## start MATERIAL SHOWN

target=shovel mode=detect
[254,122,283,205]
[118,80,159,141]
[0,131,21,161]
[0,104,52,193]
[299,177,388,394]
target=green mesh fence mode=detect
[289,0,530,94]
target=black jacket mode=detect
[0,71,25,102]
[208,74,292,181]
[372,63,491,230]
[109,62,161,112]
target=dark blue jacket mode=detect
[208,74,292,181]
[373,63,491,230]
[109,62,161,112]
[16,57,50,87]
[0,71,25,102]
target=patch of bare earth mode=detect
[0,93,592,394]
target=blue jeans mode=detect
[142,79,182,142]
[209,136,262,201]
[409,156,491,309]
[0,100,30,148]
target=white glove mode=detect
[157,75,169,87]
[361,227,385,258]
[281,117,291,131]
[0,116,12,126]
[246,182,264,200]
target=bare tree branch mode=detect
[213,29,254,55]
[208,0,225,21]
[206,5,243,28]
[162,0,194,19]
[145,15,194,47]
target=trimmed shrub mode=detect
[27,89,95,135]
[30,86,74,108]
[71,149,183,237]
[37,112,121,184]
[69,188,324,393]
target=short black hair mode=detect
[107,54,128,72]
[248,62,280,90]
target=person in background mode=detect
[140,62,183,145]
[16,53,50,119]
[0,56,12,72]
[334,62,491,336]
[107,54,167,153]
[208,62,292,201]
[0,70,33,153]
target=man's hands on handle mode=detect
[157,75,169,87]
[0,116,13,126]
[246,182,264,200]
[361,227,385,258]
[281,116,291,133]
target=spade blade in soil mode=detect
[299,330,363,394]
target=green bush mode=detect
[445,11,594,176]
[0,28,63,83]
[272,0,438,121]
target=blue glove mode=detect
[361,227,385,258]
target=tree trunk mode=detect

## end MATERIAL SHOWN

#### WORK REQUIRED
Rewrite the full listing above, putting "coat" in place of every "jacket" and changing nothing else.

#### IN RESPONSE
target=shovel mode=detect
[254,122,283,205]
[118,80,159,141]
[0,131,21,161]
[0,104,52,193]
[299,177,388,394]
target=green mesh fence mode=detect
[289,0,530,94]
target=black coat mode=detect
[0,71,25,102]
[208,74,292,181]
[372,63,491,230]
[109,62,161,112]
target=dark blue coat mode=detect
[208,74,292,181]
[373,63,491,230]
[109,62,161,112]
[16,57,50,87]
[0,71,25,102]
target=patch of bare earth mode=detect
[0,93,592,394]
target=blue jeans mode=detect
[142,79,182,142]
[209,136,262,201]
[409,156,491,309]
[0,100,30,148]
target=white glove mode=detect
[157,75,169,87]
[361,227,385,258]
[281,117,291,131]
[0,116,12,126]
[246,182,264,200]
target=bare tree branch mode=detect
[213,29,254,55]
[208,0,225,21]
[206,5,243,28]
[162,0,194,19]
[145,15,194,47]
target=trimmed shrub mode=detect
[27,89,95,135]
[30,86,74,108]
[71,149,183,237]
[37,112,121,184]
[69,188,324,393]
target=short black hair mode=detect
[107,54,128,72]
[248,62,280,90]
target=person in background mode=detect
[140,62,183,145]
[16,53,50,119]
[0,56,12,72]
[334,62,491,336]
[107,54,167,153]
[208,62,292,201]
[0,70,33,153]
target=man's hands on handle mode=detect
[157,75,169,87]
[0,116,13,126]
[246,182,264,200]
[361,227,385,258]
[281,116,291,133]
target=spade blade in soil mode=detect
[299,330,363,394]
target=green bush mode=detect
[445,11,594,176]
[0,28,63,83]
[272,0,438,121]
target=blue glove mode=detect
[361,227,385,258]
target=tree trunk mode=detect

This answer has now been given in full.